作業指示:
A) 外装部材の固定に関する原文から、「さらに、接着剤は生分解性の悪」で始まり「て脱落する等のおそれもある。」で終わる部分をそのまま書き写してください。
B) 外装部材の固定に関する原文の冒頭の文で、外装部材を固定する手法の例として挙げられているものをすべて列挙してください。
C) 外装部材の固定に関する原文の最後の文に続けて、その先を書き継いでください。

原文:
==================================================
このような外装部材を固定する手法としては、例えば、ケース本体等に接着剤や両面接着テープ等によって接着固定する、ケース本体等にねじ止め固定する、防水リング(パッキン)等を介して圧入固定する等の手法が挙げられる。
【0003】
この点、例えば、特許文献1には、外装部材(ベゼル)とケース内部のムーブメントとをねじ止め固定する構成が開示されている。
【先行技術文献】
【特許文献】
【0004】
【特許文献1】特開2002−311163号公報
【発明の概要】
【発明が解決しようとする課題】
【0005】
しかしながら、外装部材(ベゼル)をケース本体等にねじ止めすることで固定すると、視認される外観面にねじが露出して外観を損なったり、デザインが制約されてしまうおそれがある。
また、接着剤を用いて固定する場合には、一旦外装部材(ベゼル)をケース本体等に接着固定してしまうと、壊さなければ取り外すことができない。このため、ケースの一部が破損して交換や修理をしようとした場合等に不便である。
さらに、接着剤は生分解性の悪いものがほとんどであり、接着剤による接着固定を行う場合に接着剤を塗布するための設備を用意する必要がある等取り扱いに注意が必要な場合もある。
【0006】
また、外装部材(ベゼル)が比較的重い材料で形成されている場合には、接着剤・両面接着テープを用いた接着固定や圧入固定では確実に固定することが難しく、十分な強度を確保することが難しい。使用しているうちに徐々に接着部分が剥がれたり、圧入部分が緩んだりすることで、外装部材が外れて脱落する等のおそれもある。
このため、結局ねじ止め等の他の固定手法を併用することが必要となってしまう。
【0007】
本発明は以上のような事情に鑑みてなされたものであり、ねじ等を用いることなく、簡易な構成で確実に外装部材をケース本体に固定することのできる機器ケース及び時計を提供することを目的とするものである。
==================================================
リスト抜粋:
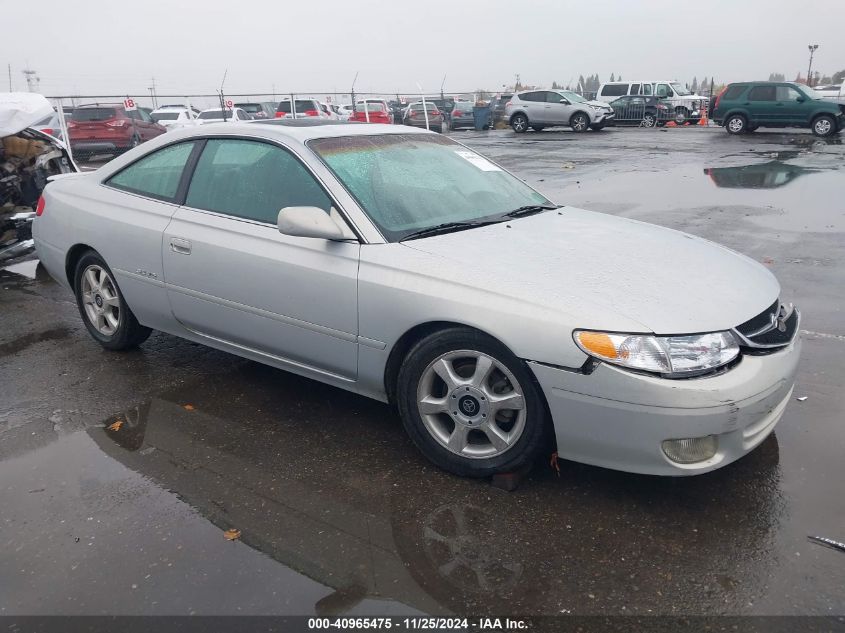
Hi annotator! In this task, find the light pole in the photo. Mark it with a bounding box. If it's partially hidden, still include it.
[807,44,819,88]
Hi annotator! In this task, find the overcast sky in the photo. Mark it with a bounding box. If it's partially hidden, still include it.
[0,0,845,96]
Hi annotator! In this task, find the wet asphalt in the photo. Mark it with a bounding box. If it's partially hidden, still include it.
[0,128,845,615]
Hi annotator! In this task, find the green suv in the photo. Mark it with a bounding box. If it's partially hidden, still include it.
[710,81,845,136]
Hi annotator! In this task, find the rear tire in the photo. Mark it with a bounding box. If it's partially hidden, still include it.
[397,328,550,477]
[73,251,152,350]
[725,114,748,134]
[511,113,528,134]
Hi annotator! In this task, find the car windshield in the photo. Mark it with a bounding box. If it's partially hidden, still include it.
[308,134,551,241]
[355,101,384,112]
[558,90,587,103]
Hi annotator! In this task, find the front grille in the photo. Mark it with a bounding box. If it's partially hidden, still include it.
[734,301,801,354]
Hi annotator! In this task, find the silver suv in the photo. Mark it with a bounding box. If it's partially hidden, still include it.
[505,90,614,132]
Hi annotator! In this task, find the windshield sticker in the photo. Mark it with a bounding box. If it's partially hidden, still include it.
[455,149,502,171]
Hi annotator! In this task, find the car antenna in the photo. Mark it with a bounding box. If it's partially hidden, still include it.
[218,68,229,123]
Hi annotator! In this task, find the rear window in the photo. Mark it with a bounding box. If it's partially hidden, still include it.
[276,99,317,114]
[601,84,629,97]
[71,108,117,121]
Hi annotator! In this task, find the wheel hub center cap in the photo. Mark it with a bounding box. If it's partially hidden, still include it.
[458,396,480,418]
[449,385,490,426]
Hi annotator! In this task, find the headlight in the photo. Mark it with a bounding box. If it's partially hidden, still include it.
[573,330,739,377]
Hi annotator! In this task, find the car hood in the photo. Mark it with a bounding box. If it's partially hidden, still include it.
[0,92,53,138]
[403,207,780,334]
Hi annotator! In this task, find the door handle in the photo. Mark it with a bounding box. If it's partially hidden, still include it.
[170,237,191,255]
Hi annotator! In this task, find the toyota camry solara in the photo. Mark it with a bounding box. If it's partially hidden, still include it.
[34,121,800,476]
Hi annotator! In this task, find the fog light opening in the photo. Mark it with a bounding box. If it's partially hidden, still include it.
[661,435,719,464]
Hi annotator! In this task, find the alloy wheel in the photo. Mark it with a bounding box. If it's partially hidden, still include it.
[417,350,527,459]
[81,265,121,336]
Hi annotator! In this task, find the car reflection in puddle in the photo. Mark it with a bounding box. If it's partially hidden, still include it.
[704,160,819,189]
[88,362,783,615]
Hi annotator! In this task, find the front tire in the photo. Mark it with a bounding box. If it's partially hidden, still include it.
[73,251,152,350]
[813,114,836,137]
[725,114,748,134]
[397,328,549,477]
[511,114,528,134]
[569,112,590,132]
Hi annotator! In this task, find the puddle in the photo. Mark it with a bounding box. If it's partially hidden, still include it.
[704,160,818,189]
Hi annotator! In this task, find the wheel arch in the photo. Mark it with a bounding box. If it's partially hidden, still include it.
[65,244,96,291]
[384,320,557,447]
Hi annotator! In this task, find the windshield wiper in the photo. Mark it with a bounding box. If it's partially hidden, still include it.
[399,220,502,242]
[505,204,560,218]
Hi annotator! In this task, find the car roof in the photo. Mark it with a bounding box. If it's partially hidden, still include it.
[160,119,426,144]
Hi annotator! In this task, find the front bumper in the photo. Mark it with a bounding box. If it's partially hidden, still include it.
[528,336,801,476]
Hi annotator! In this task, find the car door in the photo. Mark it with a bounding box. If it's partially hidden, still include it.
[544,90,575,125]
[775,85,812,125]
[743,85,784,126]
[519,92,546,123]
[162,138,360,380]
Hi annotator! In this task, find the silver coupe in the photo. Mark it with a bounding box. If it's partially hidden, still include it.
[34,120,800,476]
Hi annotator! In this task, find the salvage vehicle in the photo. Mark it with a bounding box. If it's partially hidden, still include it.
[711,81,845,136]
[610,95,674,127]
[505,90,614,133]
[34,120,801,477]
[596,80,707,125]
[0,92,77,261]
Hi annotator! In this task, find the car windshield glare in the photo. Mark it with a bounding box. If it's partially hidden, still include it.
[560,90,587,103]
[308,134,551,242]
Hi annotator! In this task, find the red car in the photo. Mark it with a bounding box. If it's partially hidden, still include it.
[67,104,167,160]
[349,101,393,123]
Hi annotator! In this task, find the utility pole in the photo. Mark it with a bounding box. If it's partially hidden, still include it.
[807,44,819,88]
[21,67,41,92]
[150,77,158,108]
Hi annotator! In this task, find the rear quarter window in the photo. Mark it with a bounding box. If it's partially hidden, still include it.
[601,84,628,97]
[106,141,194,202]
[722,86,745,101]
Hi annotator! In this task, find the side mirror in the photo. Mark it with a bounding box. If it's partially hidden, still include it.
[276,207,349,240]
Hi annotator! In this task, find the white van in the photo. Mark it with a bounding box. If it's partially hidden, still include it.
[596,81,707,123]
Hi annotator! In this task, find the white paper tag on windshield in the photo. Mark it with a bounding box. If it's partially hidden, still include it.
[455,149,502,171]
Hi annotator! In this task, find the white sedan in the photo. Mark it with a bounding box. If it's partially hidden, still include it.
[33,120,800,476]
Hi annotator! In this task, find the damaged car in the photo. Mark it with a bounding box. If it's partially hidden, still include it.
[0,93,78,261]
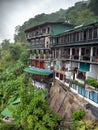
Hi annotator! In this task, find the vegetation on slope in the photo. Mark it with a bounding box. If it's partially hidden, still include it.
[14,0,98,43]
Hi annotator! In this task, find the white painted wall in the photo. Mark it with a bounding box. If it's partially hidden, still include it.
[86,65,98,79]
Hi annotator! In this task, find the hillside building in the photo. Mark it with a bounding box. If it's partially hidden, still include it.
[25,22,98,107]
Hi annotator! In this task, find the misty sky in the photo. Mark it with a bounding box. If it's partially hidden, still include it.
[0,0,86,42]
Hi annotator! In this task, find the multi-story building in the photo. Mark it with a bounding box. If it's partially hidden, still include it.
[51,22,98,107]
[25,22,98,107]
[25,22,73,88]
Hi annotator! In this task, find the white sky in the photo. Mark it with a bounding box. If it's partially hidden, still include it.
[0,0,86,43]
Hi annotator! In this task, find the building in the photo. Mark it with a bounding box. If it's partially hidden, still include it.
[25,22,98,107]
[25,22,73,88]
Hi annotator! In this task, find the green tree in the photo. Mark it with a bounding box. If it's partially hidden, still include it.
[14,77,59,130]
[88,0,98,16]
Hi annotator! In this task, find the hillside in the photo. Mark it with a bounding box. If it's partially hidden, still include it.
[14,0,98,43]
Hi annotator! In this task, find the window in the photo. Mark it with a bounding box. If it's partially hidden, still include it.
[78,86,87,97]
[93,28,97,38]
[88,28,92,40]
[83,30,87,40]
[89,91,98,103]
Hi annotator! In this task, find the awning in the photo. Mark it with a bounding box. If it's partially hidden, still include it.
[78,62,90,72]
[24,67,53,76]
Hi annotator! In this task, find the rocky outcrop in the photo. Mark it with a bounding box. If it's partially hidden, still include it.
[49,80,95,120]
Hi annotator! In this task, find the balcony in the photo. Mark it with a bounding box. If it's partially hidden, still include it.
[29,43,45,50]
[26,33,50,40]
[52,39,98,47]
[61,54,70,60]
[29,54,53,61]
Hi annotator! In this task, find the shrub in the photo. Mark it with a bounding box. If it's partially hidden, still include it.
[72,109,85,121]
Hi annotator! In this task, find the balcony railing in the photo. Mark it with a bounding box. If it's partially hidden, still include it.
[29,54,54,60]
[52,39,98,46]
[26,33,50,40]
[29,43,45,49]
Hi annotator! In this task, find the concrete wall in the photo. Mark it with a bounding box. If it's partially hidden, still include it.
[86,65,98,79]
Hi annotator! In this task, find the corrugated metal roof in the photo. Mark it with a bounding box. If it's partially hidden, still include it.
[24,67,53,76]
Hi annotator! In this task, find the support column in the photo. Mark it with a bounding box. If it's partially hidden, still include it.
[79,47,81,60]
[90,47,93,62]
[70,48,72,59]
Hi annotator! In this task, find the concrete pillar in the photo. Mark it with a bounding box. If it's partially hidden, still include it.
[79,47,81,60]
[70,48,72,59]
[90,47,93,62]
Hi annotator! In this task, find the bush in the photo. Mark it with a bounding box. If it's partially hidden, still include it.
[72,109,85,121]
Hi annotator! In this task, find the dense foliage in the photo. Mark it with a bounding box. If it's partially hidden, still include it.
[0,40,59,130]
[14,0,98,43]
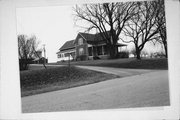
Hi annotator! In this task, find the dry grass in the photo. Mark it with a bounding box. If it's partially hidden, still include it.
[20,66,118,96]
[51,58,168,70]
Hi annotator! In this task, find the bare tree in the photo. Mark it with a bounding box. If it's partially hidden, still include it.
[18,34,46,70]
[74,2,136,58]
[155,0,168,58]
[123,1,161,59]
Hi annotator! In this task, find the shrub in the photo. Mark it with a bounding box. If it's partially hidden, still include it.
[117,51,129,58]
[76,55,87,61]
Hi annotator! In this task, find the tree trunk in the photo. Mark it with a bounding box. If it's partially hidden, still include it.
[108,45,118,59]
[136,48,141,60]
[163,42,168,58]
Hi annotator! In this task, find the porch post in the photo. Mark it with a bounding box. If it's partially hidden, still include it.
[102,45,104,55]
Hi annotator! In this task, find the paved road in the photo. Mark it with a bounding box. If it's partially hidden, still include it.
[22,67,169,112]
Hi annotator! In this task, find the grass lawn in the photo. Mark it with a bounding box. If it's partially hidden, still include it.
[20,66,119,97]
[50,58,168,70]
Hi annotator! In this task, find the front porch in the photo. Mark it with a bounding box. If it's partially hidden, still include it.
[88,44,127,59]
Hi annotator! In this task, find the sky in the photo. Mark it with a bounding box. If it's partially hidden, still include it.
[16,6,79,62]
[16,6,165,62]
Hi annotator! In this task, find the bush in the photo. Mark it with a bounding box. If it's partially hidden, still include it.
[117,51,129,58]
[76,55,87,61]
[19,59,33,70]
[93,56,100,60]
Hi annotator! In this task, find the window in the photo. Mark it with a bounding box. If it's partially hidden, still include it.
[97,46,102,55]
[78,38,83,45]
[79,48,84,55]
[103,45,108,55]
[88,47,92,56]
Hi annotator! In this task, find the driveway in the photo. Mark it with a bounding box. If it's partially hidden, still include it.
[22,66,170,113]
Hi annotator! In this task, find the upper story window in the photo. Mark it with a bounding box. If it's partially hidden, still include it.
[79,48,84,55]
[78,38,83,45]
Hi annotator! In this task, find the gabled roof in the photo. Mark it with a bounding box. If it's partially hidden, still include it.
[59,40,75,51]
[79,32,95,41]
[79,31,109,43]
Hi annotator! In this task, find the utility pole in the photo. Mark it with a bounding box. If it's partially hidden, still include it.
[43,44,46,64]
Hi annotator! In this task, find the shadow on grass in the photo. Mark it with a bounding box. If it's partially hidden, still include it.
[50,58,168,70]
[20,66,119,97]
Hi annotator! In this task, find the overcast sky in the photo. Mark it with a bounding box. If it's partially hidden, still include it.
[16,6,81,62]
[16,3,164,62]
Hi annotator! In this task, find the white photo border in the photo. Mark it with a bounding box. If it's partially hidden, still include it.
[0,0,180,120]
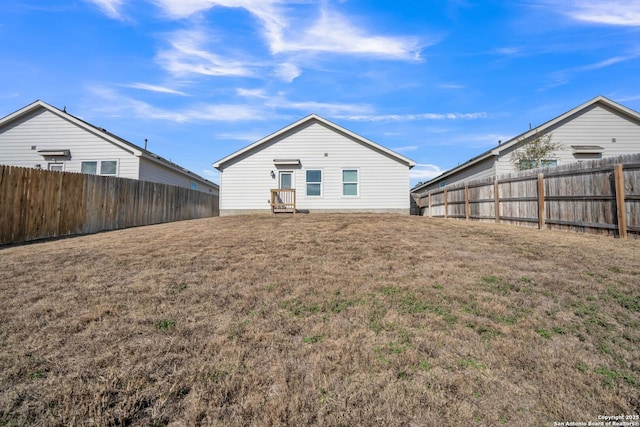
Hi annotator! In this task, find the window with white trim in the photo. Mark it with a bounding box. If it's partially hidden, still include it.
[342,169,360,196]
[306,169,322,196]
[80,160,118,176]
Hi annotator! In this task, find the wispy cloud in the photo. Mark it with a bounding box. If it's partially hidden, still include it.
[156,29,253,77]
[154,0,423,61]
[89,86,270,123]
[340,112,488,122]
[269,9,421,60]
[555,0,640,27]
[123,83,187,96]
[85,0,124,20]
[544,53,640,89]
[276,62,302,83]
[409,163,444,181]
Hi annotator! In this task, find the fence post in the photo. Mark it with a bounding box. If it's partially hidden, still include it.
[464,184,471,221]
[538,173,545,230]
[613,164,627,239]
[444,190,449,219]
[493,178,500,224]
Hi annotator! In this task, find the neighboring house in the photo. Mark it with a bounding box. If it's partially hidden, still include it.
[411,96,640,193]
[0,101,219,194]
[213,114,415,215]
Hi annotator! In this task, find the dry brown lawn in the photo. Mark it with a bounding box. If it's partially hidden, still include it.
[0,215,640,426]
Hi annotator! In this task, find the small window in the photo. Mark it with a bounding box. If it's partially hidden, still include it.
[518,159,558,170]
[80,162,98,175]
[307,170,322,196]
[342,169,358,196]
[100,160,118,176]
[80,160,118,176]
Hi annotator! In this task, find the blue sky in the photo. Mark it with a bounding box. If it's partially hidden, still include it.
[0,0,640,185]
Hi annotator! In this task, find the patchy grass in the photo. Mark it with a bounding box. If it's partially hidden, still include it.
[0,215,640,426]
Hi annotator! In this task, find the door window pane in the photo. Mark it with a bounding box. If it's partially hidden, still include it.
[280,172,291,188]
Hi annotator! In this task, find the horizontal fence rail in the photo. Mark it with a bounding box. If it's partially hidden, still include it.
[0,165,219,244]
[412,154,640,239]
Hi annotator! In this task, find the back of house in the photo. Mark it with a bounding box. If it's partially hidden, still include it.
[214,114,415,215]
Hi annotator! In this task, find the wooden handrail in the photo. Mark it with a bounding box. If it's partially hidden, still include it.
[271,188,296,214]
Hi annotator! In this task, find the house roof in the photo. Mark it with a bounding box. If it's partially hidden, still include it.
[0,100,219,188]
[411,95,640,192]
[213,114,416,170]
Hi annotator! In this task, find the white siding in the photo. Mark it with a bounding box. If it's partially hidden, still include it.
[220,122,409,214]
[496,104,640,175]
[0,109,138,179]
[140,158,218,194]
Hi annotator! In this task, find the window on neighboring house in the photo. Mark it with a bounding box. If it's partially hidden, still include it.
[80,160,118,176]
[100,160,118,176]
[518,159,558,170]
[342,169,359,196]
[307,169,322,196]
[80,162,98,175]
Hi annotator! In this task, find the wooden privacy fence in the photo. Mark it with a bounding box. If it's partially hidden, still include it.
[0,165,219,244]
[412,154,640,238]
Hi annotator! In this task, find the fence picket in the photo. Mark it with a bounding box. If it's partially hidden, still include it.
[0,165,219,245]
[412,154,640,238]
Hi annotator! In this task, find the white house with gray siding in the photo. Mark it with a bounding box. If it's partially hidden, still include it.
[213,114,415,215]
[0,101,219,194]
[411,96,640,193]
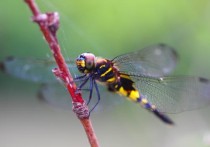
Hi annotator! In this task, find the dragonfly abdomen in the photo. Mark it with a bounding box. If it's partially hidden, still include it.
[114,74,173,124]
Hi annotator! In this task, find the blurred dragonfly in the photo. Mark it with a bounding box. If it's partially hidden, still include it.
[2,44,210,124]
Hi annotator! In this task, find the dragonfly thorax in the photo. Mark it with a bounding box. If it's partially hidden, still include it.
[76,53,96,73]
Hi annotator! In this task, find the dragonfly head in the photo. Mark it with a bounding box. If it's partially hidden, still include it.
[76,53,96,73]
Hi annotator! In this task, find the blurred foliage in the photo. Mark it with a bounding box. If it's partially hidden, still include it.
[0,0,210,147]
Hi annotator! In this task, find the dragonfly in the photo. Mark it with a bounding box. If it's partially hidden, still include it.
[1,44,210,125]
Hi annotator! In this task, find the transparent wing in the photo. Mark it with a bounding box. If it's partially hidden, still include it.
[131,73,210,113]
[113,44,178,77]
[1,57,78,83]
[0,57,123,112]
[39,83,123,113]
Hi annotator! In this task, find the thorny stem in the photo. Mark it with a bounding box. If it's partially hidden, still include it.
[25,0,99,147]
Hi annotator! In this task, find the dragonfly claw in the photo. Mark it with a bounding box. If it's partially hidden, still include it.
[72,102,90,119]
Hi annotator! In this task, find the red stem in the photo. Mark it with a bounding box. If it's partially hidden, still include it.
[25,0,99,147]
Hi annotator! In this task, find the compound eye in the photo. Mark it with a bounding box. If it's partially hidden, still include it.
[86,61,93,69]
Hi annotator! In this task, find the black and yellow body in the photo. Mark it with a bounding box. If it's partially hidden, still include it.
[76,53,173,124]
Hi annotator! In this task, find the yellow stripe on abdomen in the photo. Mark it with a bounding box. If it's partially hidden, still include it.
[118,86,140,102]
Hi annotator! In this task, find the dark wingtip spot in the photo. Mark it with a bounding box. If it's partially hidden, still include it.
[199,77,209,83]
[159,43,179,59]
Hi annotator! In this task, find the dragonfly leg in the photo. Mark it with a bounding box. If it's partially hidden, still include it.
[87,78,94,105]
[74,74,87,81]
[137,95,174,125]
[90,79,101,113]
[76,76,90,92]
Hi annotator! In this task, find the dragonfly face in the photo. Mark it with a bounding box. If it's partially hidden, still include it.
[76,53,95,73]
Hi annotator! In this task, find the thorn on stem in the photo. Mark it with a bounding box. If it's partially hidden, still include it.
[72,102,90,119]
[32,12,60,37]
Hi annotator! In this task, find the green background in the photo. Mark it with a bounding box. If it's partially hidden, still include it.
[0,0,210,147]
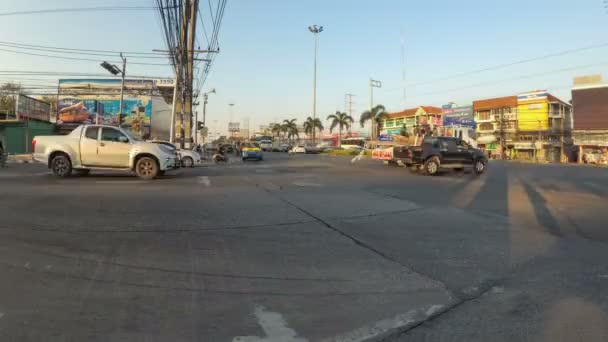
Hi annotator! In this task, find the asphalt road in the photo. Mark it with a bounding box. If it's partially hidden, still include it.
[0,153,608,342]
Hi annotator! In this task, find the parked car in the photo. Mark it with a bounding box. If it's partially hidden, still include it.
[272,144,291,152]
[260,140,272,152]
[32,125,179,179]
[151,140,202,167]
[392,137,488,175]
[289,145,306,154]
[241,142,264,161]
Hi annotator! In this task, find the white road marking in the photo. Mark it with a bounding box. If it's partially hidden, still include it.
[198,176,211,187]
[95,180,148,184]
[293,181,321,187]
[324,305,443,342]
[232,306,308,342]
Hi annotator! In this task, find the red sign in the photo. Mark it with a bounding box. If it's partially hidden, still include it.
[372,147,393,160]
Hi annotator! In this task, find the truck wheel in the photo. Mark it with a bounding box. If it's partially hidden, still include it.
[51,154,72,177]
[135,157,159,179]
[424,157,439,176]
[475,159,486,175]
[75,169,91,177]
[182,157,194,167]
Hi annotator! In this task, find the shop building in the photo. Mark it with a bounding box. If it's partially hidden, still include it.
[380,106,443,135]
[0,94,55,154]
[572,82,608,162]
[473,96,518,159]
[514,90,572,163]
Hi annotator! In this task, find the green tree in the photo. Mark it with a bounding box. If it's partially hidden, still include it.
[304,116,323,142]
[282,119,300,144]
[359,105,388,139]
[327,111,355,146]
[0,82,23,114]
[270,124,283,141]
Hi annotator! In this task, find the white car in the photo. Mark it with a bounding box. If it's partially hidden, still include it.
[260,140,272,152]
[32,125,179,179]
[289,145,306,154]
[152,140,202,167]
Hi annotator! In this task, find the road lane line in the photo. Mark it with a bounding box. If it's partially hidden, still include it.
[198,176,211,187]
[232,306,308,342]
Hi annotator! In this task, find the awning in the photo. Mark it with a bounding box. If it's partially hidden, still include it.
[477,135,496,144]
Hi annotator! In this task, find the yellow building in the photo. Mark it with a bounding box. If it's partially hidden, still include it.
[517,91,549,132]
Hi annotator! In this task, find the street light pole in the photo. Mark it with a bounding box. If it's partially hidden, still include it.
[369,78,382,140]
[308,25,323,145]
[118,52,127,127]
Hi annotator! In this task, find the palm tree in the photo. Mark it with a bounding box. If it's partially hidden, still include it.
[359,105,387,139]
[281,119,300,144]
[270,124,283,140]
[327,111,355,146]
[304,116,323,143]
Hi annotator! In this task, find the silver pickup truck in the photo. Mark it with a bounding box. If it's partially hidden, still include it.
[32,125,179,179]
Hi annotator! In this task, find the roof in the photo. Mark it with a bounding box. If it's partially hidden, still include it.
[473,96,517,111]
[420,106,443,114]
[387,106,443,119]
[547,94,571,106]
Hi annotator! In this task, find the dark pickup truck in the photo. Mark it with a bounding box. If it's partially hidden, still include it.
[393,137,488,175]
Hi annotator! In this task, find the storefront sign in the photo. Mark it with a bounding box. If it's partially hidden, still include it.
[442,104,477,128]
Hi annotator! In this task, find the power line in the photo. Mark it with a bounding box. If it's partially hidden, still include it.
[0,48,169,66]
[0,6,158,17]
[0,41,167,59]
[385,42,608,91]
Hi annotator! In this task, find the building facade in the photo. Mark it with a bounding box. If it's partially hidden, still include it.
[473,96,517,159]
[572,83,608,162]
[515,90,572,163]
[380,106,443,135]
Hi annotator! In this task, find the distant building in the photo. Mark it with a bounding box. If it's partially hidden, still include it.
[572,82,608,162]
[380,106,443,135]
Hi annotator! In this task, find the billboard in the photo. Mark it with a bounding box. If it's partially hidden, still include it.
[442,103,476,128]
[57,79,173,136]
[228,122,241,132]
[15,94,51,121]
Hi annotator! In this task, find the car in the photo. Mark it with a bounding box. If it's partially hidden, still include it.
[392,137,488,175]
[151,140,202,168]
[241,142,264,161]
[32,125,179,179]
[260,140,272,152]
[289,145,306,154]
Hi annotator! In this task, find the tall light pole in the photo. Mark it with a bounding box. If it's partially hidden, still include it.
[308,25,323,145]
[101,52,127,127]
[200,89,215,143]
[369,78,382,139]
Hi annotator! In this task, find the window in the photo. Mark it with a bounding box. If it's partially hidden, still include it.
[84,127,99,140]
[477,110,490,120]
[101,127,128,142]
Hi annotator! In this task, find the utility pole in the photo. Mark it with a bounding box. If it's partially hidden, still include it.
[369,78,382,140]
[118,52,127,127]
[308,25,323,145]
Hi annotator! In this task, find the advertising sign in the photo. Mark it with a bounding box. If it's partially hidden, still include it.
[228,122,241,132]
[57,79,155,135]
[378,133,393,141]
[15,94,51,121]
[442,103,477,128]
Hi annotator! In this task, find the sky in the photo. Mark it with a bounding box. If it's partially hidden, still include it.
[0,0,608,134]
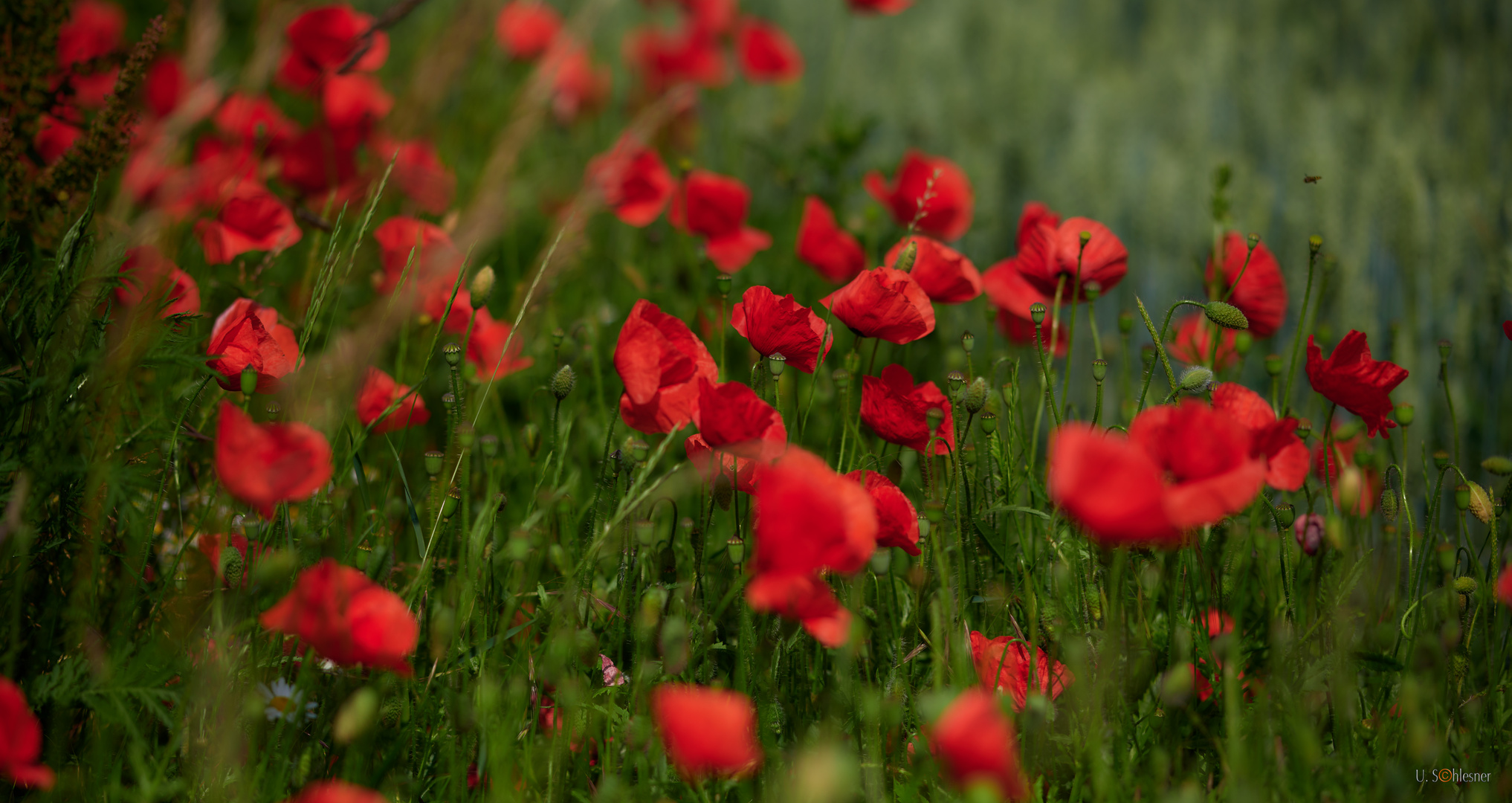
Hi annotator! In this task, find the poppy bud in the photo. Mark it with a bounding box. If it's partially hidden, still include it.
==================================================
タスク別出力:
A)
さらに、接着剤は生分解性の悪いものがほとんどであり、接着剤による接着固定を行う場合に接着剤を塗布するための設備を用意する必要がある等取り扱いに注意が必要な場合もある。
【0006】
また、外装部材(ベゼル)が比較的重い材料で形成されている場合には、接着剤・両面接着テープを用いた接着固定や圧入固定では確実に固定することが難しく、十分な強度を確保することが難しい。使用しているうちに徐々に接着部分が剥がれたり、圧入部分が緩んだりすることで、外装部材が外れて脱落する等のおそれもある。

B)
- 接着剤や両面接着テープ等によってケース本体等に接着固定する
- ケース本体等にねじ止め固定する
- 防水リング(パッキン)等を介して圧入固定する

C)
【課題を解決するための手段】
【0008】
前記課題を解決するために、本発明に係る機器ケースは、
ケース本体と、
前記ケース本体の視認側に配置される外装部材と、
前記ケース本体の裏面側に取り付けられるカバー部材と、
を備え、
前記外装部材には、前記ケース本体の裏面側に向かって延出する連結脚部が設けられており、
前記外装部材は、前記連結脚部が前記ケース本体及び前記カバー部材の少なくともいずれか一方に係止され、
前記カバー部材は、前記連結脚部を規制し、
前記連結脚部は、前記外装部材に対して着脱可能な別部材として構成されていることを特徴としている。
【発明の効果】
【0009】
本発明によれば、ねじ等を用いることなく、簡易な構成で確実に外装部材をケース本体に固定することができるという効果を奏する。
【図面の簡単な説明】
【0010】
図1】本実施形態における時計ケースを備える時計の正面図である。
図2図1に示す時計を側面から見た斜視図である。
図3図1に示す時計ケースを斜め上方向から見た分解斜視図である。
図4】本実施形態における外装部材を斜め上方向から見た斜視図である。
図5】本実施形態における外装部材を斜め下方向から見た斜視図である。
図6図5におけるVI-VI線に沿う断面図である。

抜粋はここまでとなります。